━━ Records to process ━━

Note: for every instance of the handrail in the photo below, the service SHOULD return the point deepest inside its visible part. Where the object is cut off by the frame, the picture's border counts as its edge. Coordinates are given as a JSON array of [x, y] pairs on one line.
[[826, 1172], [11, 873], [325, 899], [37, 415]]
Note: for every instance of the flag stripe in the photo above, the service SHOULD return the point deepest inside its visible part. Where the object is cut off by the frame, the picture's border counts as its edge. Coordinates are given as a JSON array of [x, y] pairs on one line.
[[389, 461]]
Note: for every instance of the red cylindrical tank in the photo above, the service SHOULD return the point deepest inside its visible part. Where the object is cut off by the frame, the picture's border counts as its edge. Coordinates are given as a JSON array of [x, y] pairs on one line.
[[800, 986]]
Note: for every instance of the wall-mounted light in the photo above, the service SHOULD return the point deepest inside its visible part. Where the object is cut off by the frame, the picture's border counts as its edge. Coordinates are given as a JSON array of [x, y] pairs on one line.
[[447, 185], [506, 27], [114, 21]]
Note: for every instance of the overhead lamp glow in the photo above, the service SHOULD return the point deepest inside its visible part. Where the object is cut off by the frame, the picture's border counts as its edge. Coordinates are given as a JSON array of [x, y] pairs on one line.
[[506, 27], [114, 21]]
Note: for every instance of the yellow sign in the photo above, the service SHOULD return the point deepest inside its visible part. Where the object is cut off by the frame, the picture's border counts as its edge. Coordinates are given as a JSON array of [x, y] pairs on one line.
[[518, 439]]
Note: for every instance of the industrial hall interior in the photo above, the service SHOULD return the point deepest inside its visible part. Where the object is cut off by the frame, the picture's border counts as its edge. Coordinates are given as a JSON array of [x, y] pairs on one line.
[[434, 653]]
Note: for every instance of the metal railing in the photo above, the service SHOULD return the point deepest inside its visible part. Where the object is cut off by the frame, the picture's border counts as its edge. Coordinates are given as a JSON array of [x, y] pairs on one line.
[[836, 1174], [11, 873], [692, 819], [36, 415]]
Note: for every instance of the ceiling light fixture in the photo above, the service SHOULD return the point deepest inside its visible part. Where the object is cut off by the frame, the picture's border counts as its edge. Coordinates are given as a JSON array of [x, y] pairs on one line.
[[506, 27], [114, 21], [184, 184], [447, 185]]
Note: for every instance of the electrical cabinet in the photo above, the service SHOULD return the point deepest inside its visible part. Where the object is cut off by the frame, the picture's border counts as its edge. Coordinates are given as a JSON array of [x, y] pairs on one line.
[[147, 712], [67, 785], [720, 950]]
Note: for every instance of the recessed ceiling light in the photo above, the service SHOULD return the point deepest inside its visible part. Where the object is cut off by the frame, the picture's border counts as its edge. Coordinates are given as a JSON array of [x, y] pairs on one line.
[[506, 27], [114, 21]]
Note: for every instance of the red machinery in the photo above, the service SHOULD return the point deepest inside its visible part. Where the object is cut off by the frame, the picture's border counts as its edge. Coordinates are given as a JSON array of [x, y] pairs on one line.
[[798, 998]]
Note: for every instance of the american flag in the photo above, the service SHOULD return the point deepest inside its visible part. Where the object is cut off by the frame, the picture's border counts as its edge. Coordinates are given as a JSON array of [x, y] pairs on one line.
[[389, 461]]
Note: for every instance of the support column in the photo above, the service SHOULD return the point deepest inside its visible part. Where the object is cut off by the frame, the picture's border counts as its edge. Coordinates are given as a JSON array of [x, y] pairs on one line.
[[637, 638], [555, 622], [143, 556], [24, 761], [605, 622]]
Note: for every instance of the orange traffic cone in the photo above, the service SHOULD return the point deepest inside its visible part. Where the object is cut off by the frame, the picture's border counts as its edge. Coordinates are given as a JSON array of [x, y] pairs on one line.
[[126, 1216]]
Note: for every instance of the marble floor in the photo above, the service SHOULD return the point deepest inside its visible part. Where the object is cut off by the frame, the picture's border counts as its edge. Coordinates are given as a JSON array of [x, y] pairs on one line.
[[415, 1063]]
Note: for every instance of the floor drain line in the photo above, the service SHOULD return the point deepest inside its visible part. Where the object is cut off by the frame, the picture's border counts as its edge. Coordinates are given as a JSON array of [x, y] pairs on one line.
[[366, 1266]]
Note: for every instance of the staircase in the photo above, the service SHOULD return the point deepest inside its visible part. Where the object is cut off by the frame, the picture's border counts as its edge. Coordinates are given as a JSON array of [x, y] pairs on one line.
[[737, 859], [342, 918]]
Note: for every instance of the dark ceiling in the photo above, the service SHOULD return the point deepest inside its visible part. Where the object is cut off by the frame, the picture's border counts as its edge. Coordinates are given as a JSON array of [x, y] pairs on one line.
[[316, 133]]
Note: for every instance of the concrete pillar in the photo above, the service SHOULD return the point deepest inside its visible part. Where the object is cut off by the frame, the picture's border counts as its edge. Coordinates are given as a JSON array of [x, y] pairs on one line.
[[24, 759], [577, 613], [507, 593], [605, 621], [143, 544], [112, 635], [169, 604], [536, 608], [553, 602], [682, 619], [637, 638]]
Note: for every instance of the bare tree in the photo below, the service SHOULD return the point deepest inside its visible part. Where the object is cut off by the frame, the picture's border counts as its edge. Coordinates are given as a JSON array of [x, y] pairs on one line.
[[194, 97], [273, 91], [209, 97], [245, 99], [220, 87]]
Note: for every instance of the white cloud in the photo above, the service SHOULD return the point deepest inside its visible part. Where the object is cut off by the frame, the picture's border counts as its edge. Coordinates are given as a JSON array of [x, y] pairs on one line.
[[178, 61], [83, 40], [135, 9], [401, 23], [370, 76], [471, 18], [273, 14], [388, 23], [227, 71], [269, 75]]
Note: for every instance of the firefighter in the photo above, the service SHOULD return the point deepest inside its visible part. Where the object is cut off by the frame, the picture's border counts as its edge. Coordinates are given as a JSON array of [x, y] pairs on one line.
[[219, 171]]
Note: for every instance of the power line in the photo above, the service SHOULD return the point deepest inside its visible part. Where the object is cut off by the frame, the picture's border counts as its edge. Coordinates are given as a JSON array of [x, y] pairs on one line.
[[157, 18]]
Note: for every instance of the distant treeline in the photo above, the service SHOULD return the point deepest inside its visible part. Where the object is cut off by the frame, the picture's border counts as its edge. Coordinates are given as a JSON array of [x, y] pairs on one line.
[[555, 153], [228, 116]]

━━━

Problem statement -
Print each line of the data exactly. Keep all of it.

Answer box -
Note: for every instance of the handrail in the photo below, the service SHOULD return the point deepest inside its visible part. Where the object is cut off by the frame, the picture's border counts as its edge. Coordinates are given as a JSON array of [x, y] pairs on one line.
[[826, 1172], [11, 873], [325, 899], [37, 415]]
Note: for every instance of the flag stripe in the photo above, the service SHOULD return the point deepest inside its visible part. Where the object is cut off by the frame, the picture's border counts as its edge. Coordinates are given as a JSON array of [x, y] pairs on one line.
[[389, 461]]
Note: for every instance of the red cylindrical tank in the photo above, the service SHOULD return the point deepest inside its visible part. Where the object is cut off by the frame, the picture's border counts as its edge. Coordinates are given as a JSON array of [x, y] pairs on one line.
[[800, 986]]
Note: for every instance of the wall-mounted light in the photo above, the service SHOULD return the point deepest inside its visible part. Where the object is cut off by the frame, the picture's border counts as its edge. Coordinates are given as a JSON array of [x, y] pairs on one line.
[[447, 185], [506, 27], [114, 21]]
Note: for every instance of the overhead lamp glow in the photo above, the service SHOULD return the point deepest inside its visible part. Where the object is cut off by the frame, the picture's border counts as its edge. Coordinates are given as a JSON array of [x, y] pairs on one line.
[[506, 27], [114, 21]]
Note: for every instance of the yellow sign in the photo above, the service SHOULD return the point deepest inside its visible part. Where the object is cut off by the frame, the picture's border counts as its edge. Coordinates are given as a JSON array of [x, y] pairs on one line.
[[518, 439]]
Note: for every instance of the industrial hall interior in the photo above, the service SHOULD return the point deepest inside its visible part. Where the object is cut off by the frame, the picture's border counts as its edge. Coordinates are given as a JSON array of [x, y] pairs on one line.
[[434, 653]]
Note: for every instance of the metal railing in the photo above, the service SHOULD return the point deepest inside its visible part. Where the object is cut off by the frame, the picture's border counts as its edge. Coordinates are given as a JSON array of [x, y] pairs on one line.
[[836, 1174], [11, 873], [692, 819], [36, 415]]
Note: for every instance of the ceiling light fixture in the photo above, the service SHOULD return the point deepest inside its visible part. Where the object is cut off by the frame, the picture's border counts as its edge. Coordinates are given as a JSON array of [x, y] pairs on one line.
[[506, 27], [114, 21], [184, 184], [447, 185]]
Note: for every instance of the electrical cabinet in the photo above, the service SHOULD return the point deepest inside its visible part. Where the object is cut off by the frame, the picture's border counts as its edge. Coordinates are given as a JSON array of [x, y] pairs on one line.
[[147, 712], [67, 785], [720, 950]]
Note: for every instance of the recessed ceiling light in the photo above, the service SHOULD return the point deepest inside its visible part. Where the object is cut off by the frame, the picture's border counts as its edge. Coordinates are given as a JSON array of [x, y] pairs on one line.
[[506, 27], [114, 21]]
Note: for every instance of the red machinery in the photo above, the service SHOULD return the point deepest inside its visible part. Where the object is cut off by the frame, the picture's border counts as its edge. Coordinates are given as a JSON array of [x, y] pairs on one line.
[[798, 998]]
Note: for every instance of the american flag in the photo above, the service SHOULD return the point deepest inside its visible part. Where the object is cut off by the frame, the picture's border counts as its edge. Coordinates are given as a JSON array of [x, y] pairs on one line.
[[389, 461]]
Note: for every instance of the support column in the photo above, the service SHOULD return the point deepest inside its visible part. Where the object is cut off by the frame, the picture's border counts as its edge. Coordinates are given as a JSON array of [x, y] pairs on one line.
[[637, 638], [555, 622], [143, 556], [24, 761], [605, 622]]
Note: for every instance of the orange traffic cone in the photo above, the service SHOULD return the point deepest inside its visible part. Where the object is cut off by the frame, the picture's border counts as its edge. Coordinates are given as a JSON array of [x, y] pairs on one line.
[[126, 1216]]
Note: for every instance of the marble floor in the photo above, the service SHOULD return the point deepest inside its visible part. Where the object is cut off by the frame, the picture's border counts as its edge. Coordinates are given as a JSON array of [x, y] pairs on one line.
[[415, 1063]]
Note: for every instance of the floor drain line in the photo above, the service SHOULD return the point deepest inside its visible part. Where the object is cut off by the frame, the picture's border counts as its edge. Coordinates are given as a JSON array of [x, y] pairs on one line.
[[366, 1266]]
Note: for every instance of the staircase in the photo above, the service SHOULD return the point deepest inside its visible part. Where the object is cut off by the frame, the picture's border counts as its edge. Coordinates are given as a JSON array of [x, y] pairs on one line.
[[737, 859], [342, 918]]
Note: for every instance of the dark ceiling in the photo above, the service SHOULD return the point deepest inside its visible part. Where the object is cut off by the frame, the picture's border counts as its edge. Coordinates are given as a JSON array of [x, y] pairs on one line.
[[316, 133]]
Note: for every instance of the concrete pillar in the photo above, the service SHOULD return the point deepest inside its visible part. Where the object is cut off by the frame, the picture's border counts as its edge. Coordinates are given as a JSON array of [x, y] pairs on one line.
[[24, 759], [577, 613], [507, 593], [605, 621], [143, 544], [112, 635], [169, 604], [536, 608], [553, 602], [682, 619], [637, 638]]
Note: for every instance of the bare tree in the photo below, the service SHOULD return the point deepest inside its visible part. Where the object is cut off by the frame, the picture's border counts as its edge. Coordinates are given as a JSON array of [x, y] pairs on one line.
[[194, 97], [273, 91], [209, 97], [245, 99], [220, 87]]
Note: for every instance of the white cloud in the photo above, the service SHOULD return the point deepest inside its visible part. Where the object is cut off by the frame, the picture's border counts as its edge. Coordinates are given as a JSON array of [x, y] pairs on one line.
[[178, 61], [83, 40], [135, 9], [401, 23], [370, 76], [471, 18], [273, 14], [388, 23], [227, 71], [269, 75]]
Note: for every instance of the firefighter in the photo above, the service SHOULD return the point deepest inside its visible part. Where the object is cut off by the frame, the picture's border counts as its edge. Coordinates are given as a JSON array of [x, y] pairs on one line.
[[219, 171]]
Note: for every instance of the power line in the photo above, the service SHOULD return the point deepest inside its visible part. Where the object is cut off by the frame, the picture's border counts as its edge. Coordinates are given as a JSON array of [x, y] pairs on one line.
[[157, 18]]
Note: for every instance of the distant treeline in the photo above, the service SHOULD return the point deepest inside its visible part. Where the object is cut off by the frame, the picture's border counts as its edge. Coordinates are given as a JSON array of [x, y] pairs on one line.
[[555, 153], [228, 116]]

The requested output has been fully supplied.